▶ Text under study:
□ □ □ □ □

I get your point, and I totally agree that answering a child’s questions can help the kid connect the dots while maintaining the kid’s curiosity. As a pedagogical tool, questions are great.
Having said that, most people’s knowledge of most everything outside their specialties is shallow and brittle. The plastic in my toothbrush is probably the subject of more than 10 Ph.D. dissertations, and the forming processes of another 20. This computer I’m typing on is probably north of 10,000. I personally know a fair amount about how the silicon crystals are grown and refined, have a basic understanding of how the chips are fabricated (I’ve done some fabrication myself), know very little about the packaging, assembly, or software, and know how to use the end product at a decent level. I suspect that worldwide my overall knowledge of computers might be in the top 1% (of some hypothetical reasonable measure). I know very little about medicine, agriculture, nuclear physics, meteorology, or any of a thousand other fields.

□ □ □ □ □

▶ Records:
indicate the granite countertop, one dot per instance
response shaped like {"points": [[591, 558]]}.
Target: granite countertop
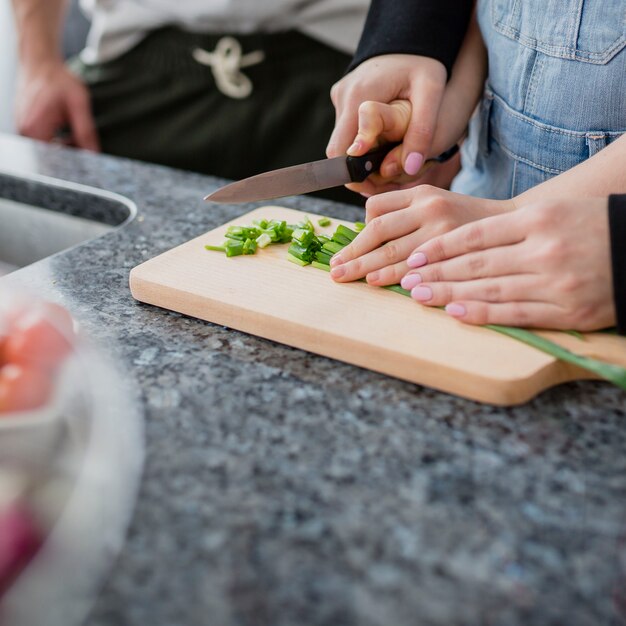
{"points": [[282, 488]]}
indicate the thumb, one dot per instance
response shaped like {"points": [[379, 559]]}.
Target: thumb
{"points": [[81, 121], [426, 100]]}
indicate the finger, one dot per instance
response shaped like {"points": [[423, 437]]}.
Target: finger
{"points": [[375, 185], [426, 97], [390, 253], [81, 121], [379, 123], [501, 289], [40, 124], [489, 232], [387, 203], [490, 263], [391, 167], [377, 232], [388, 275], [524, 314], [346, 127]]}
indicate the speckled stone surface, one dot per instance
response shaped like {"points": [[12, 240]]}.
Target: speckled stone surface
{"points": [[284, 488]]}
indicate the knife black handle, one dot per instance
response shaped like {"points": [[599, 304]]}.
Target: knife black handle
{"points": [[361, 167]]}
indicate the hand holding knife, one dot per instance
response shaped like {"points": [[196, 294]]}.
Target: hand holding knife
{"points": [[313, 176]]}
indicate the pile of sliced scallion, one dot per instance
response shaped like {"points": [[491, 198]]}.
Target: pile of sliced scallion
{"points": [[307, 248]]}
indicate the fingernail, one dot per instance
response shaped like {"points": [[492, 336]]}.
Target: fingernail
{"points": [[413, 163], [456, 310], [417, 260], [354, 147], [423, 294], [410, 280], [393, 169], [338, 272]]}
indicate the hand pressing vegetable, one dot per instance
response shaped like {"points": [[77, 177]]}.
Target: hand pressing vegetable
{"points": [[398, 222], [545, 265]]}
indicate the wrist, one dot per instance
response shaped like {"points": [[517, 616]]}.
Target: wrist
{"points": [[37, 66]]}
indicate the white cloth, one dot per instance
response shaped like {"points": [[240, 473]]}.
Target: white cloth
{"points": [[117, 25]]}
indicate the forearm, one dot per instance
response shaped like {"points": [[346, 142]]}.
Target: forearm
{"points": [[464, 89], [601, 175], [39, 30], [431, 28]]}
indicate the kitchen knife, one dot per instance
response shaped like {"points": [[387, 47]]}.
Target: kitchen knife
{"points": [[313, 176]]}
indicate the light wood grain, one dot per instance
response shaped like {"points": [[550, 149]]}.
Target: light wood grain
{"points": [[268, 296]]}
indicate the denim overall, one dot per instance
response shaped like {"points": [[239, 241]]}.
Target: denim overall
{"points": [[555, 96]]}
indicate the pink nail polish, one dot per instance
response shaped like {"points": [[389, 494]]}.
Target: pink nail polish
{"points": [[422, 294], [456, 310], [338, 272], [410, 280], [417, 260], [354, 147], [413, 163], [391, 170]]}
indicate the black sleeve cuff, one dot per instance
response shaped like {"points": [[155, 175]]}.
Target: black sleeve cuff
{"points": [[617, 229], [432, 28]]}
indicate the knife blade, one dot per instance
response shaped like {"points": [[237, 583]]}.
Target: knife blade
{"points": [[308, 177]]}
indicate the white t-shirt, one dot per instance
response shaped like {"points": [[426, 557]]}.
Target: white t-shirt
{"points": [[117, 25]]}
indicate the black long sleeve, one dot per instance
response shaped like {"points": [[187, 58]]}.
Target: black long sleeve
{"points": [[432, 28], [617, 228]]}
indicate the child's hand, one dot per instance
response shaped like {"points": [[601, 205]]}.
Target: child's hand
{"points": [[380, 124], [546, 265], [398, 222]]}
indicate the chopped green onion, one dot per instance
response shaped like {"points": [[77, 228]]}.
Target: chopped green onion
{"points": [[263, 240], [303, 237], [340, 239], [249, 246], [323, 257], [333, 247], [345, 232], [321, 266], [234, 248], [296, 260]]}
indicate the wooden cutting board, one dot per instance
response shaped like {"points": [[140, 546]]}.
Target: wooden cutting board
{"points": [[268, 296]]}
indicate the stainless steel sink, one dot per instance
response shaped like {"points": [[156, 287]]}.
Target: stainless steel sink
{"points": [[42, 216]]}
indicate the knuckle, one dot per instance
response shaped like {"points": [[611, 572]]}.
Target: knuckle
{"points": [[445, 294], [570, 284], [354, 268], [475, 236], [390, 252], [520, 315], [368, 107], [476, 265], [437, 249], [422, 131], [493, 292], [377, 227], [552, 252]]}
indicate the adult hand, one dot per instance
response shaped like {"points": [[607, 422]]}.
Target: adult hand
{"points": [[546, 265], [51, 98], [398, 222], [420, 80]]}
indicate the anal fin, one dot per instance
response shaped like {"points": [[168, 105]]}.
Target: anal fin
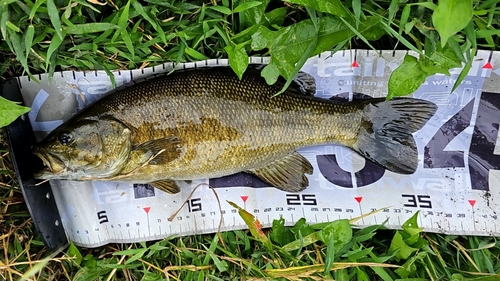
{"points": [[287, 174], [169, 186]]}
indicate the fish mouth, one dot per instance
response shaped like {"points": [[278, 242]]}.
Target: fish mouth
{"points": [[52, 164]]}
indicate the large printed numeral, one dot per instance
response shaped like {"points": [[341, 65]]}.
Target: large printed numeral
{"points": [[435, 156], [482, 157]]}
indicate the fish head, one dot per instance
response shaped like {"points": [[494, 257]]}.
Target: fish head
{"points": [[84, 150]]}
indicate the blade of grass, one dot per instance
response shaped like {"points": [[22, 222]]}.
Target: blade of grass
{"points": [[54, 18]]}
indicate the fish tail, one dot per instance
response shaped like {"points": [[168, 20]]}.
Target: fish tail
{"points": [[385, 136]]}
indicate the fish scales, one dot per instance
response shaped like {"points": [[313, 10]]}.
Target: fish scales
{"points": [[226, 125], [204, 123]]}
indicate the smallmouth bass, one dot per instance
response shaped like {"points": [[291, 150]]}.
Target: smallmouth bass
{"points": [[205, 123]]}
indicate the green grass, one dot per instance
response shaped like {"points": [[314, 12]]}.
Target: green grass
{"points": [[52, 35]]}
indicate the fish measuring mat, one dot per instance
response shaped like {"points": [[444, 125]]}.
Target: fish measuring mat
{"points": [[455, 187]]}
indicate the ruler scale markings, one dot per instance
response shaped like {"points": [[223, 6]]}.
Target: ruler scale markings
{"points": [[428, 221]]}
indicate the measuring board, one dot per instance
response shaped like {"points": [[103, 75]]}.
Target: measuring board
{"points": [[456, 187]]}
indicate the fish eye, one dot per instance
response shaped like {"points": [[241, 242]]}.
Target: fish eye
{"points": [[65, 138]]}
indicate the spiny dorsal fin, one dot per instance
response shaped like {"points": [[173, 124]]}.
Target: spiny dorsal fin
{"points": [[287, 174], [305, 83], [146, 150], [169, 186]]}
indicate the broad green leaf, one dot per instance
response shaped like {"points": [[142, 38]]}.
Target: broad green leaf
{"points": [[221, 9], [54, 44], [451, 16], [409, 267], [358, 254], [341, 230], [253, 225], [398, 244], [281, 234], [35, 7], [428, 5], [254, 16], [28, 38], [195, 54], [410, 226], [13, 26], [334, 7], [6, 2], [301, 242], [483, 33], [10, 111], [406, 78], [270, 73], [404, 18], [288, 45], [246, 5], [74, 252], [276, 16], [93, 27], [139, 8], [54, 18], [4, 17], [122, 23], [440, 61], [238, 59], [392, 10]]}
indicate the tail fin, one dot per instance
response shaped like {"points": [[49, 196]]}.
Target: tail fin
{"points": [[385, 137]]}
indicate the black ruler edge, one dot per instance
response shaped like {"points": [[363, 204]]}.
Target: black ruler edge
{"points": [[39, 199]]}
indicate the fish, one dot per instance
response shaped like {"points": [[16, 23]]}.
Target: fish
{"points": [[207, 123]]}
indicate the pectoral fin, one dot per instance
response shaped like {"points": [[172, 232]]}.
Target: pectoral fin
{"points": [[169, 186], [287, 174], [158, 151]]}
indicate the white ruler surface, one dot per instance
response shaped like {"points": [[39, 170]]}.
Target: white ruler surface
{"points": [[456, 187]]}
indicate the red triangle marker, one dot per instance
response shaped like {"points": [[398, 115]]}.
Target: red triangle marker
{"points": [[488, 65], [472, 202]]}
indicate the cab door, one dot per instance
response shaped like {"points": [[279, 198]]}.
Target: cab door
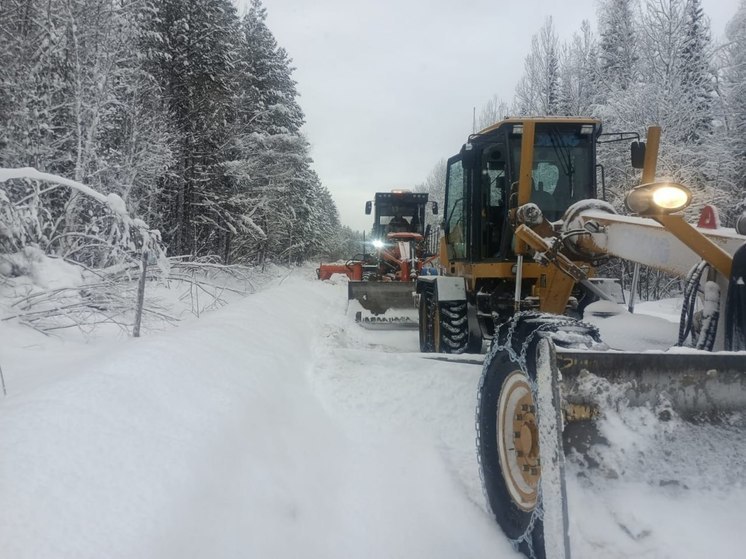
{"points": [[455, 218]]}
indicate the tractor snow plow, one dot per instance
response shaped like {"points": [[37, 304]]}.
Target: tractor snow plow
{"points": [[381, 291], [524, 234]]}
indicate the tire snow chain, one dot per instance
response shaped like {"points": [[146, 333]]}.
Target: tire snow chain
{"points": [[552, 324]]}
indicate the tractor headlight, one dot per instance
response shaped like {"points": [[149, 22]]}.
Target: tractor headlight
{"points": [[658, 198]]}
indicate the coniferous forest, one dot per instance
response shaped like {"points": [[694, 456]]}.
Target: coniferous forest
{"points": [[647, 62], [182, 108]]}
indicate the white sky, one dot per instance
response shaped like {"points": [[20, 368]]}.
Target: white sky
{"points": [[388, 86]]}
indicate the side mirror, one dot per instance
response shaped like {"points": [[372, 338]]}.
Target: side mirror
{"points": [[468, 156], [637, 150], [741, 224]]}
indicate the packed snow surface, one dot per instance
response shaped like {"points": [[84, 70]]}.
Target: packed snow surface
{"points": [[277, 427]]}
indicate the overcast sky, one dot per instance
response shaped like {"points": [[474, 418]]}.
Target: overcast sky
{"points": [[388, 86]]}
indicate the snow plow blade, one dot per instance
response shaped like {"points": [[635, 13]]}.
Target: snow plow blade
{"points": [[550, 387], [383, 305], [695, 385]]}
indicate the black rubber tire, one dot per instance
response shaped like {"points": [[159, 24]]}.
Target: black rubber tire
{"points": [[426, 321], [513, 520], [452, 332]]}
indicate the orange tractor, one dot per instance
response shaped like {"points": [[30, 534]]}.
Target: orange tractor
{"points": [[382, 283]]}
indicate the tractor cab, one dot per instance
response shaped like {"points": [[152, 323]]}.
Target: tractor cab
{"points": [[548, 161], [398, 211]]}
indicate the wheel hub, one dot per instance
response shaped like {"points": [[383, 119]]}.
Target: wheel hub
{"points": [[518, 440]]}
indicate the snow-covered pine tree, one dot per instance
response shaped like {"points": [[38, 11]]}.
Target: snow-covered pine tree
{"points": [[579, 74], [697, 79], [192, 47], [537, 92], [734, 91], [271, 163], [618, 47]]}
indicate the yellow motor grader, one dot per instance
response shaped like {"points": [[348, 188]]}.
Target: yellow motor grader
{"points": [[524, 232]]}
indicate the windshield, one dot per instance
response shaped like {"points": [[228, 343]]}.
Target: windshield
{"points": [[562, 167]]}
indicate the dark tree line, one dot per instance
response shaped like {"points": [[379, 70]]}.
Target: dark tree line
{"points": [[186, 110]]}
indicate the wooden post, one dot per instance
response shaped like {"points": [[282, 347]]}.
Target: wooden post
{"points": [[140, 295]]}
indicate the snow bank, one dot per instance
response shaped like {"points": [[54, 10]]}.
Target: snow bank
{"points": [[209, 441]]}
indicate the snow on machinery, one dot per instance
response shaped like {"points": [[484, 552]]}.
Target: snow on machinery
{"points": [[527, 188], [384, 294]]}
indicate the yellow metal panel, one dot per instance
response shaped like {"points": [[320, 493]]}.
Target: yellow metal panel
{"points": [[541, 120], [651, 154], [557, 293], [696, 241]]}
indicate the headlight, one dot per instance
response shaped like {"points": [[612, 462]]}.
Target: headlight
{"points": [[658, 198]]}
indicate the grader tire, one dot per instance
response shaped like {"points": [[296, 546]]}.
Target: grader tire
{"points": [[451, 327], [426, 318], [508, 450]]}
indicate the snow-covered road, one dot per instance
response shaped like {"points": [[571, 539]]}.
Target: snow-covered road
{"points": [[276, 427]]}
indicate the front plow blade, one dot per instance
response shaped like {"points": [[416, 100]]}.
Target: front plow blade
{"points": [[694, 385], [550, 386], [383, 305]]}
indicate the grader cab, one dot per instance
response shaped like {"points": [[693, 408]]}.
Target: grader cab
{"points": [[524, 233]]}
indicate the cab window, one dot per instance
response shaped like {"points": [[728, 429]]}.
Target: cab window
{"points": [[455, 204]]}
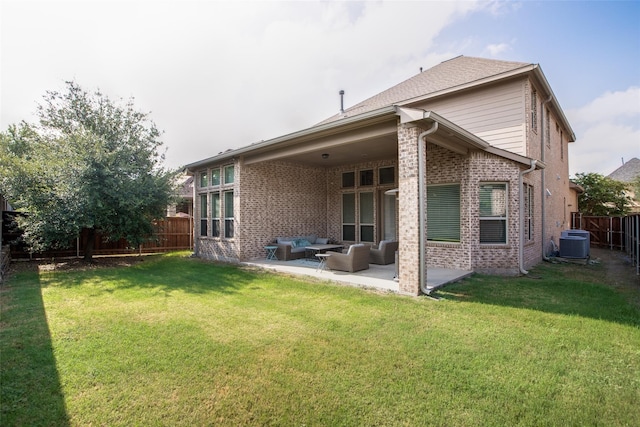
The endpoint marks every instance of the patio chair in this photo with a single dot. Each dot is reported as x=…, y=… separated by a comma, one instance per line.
x=385, y=253
x=356, y=259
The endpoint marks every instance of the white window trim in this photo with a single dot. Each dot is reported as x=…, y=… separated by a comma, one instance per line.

□ □ □ □ □

▶ Exercise objective:
Could you write out the text on shallow knowledge word for word, starting at "I get your point, and" and ending at "questions are great."? The records have no connection to the text on shallow knowledge.

▶ Result for this exercise:
I get your point, and I totally agree that answering a child’s questions can help the kid connect the dots while maintaining the kid’s curiosity. As a pedagogical tool, questions are great.